[[ DATASET EXTRACT open ]]

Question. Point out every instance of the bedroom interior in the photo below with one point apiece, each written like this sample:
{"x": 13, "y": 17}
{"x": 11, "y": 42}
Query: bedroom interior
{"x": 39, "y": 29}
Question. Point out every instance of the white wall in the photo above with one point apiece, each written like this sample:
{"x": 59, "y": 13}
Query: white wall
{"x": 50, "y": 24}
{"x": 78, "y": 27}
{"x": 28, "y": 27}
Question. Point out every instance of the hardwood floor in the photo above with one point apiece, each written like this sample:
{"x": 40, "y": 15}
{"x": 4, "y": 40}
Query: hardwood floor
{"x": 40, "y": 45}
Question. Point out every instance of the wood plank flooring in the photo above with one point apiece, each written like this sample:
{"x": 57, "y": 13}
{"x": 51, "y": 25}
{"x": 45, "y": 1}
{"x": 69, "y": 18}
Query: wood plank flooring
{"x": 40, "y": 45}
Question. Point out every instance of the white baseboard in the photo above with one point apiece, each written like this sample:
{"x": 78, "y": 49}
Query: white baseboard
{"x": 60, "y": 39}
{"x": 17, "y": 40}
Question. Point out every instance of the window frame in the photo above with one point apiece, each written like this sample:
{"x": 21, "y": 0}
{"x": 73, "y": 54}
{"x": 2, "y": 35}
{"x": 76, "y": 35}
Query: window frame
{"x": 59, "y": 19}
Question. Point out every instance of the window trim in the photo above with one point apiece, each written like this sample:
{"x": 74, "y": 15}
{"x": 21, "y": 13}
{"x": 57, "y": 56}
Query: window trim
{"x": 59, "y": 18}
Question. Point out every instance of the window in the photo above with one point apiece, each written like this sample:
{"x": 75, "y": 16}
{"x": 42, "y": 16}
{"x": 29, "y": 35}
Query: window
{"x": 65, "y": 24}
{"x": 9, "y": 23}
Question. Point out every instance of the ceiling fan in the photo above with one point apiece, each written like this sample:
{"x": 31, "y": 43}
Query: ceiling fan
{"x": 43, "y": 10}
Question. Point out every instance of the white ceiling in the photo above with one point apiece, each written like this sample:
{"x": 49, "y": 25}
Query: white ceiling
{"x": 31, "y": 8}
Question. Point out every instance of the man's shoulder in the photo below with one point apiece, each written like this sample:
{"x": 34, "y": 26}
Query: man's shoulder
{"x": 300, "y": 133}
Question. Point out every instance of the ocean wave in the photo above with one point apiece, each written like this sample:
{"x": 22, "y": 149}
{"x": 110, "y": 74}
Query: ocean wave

[[ DATASET EXTRACT closed ]]

## EXERCISE OBJECTIVE
The complete set of entries is to be restated word for word.

## ANSWER AREA
Question. Point out every instance of the bedroom interior in the photo below with one point apiece, each written like this sample:
{"x": 13, "y": 17}
{"x": 11, "y": 42}
Query: bedroom interior
{"x": 39, "y": 29}
Question. Point out every instance of the white wall in the photo above with one point apiece, each written like this sample:
{"x": 59, "y": 13}
Query: white wall
{"x": 50, "y": 24}
{"x": 78, "y": 27}
{"x": 28, "y": 27}
Question. Point out every instance of the hardwood floor in the photo above with one point apiece, each written like this sample:
{"x": 40, "y": 15}
{"x": 4, "y": 40}
Query: hardwood floor
{"x": 40, "y": 45}
Question. Point out every instance of the wood plank flooring in the photo above with one point apiece, each written like this sample:
{"x": 57, "y": 13}
{"x": 51, "y": 25}
{"x": 45, "y": 1}
{"x": 69, "y": 18}
Query: wood plank flooring
{"x": 40, "y": 45}
Question. Point out every instance of the white baseboard in the photo above with one point apiece, each written like this sample:
{"x": 78, "y": 49}
Query: white baseboard
{"x": 60, "y": 39}
{"x": 17, "y": 40}
Question. Point out every instance of the window frame in the photo above with one point apiece, each written like this sample:
{"x": 21, "y": 0}
{"x": 73, "y": 54}
{"x": 2, "y": 35}
{"x": 76, "y": 35}
Query: window frame
{"x": 59, "y": 19}
Question. Point out every instance of the window trim in the photo above with one point apiece, each written like this sample:
{"x": 74, "y": 15}
{"x": 21, "y": 13}
{"x": 57, "y": 56}
Query: window trim
{"x": 59, "y": 18}
Question. Point out every instance of the window in the photo above with one point apiece, each written like this sample:
{"x": 75, "y": 16}
{"x": 42, "y": 16}
{"x": 29, "y": 35}
Query: window
{"x": 65, "y": 24}
{"x": 9, "y": 23}
Question. Point out every instance of the ceiling fan in the photo above with one point apiece, each written like this sample:
{"x": 31, "y": 43}
Query: ceiling fan
{"x": 43, "y": 10}
Question. Point out every instance of the white ceiling in the photo above with one point apiece, each written like this sample:
{"x": 49, "y": 25}
Query: white ceiling
{"x": 31, "y": 8}
Question. Point out every instance of the man's shoulder in the photo below with one point apiece, each written like this sample:
{"x": 34, "y": 26}
Query: man's shoulder
{"x": 300, "y": 133}
Question. Point out every instance of the ocean wave in the photo above with one point apiece, each written like this sample:
{"x": 22, "y": 149}
{"x": 110, "y": 74}
Query: ocean wave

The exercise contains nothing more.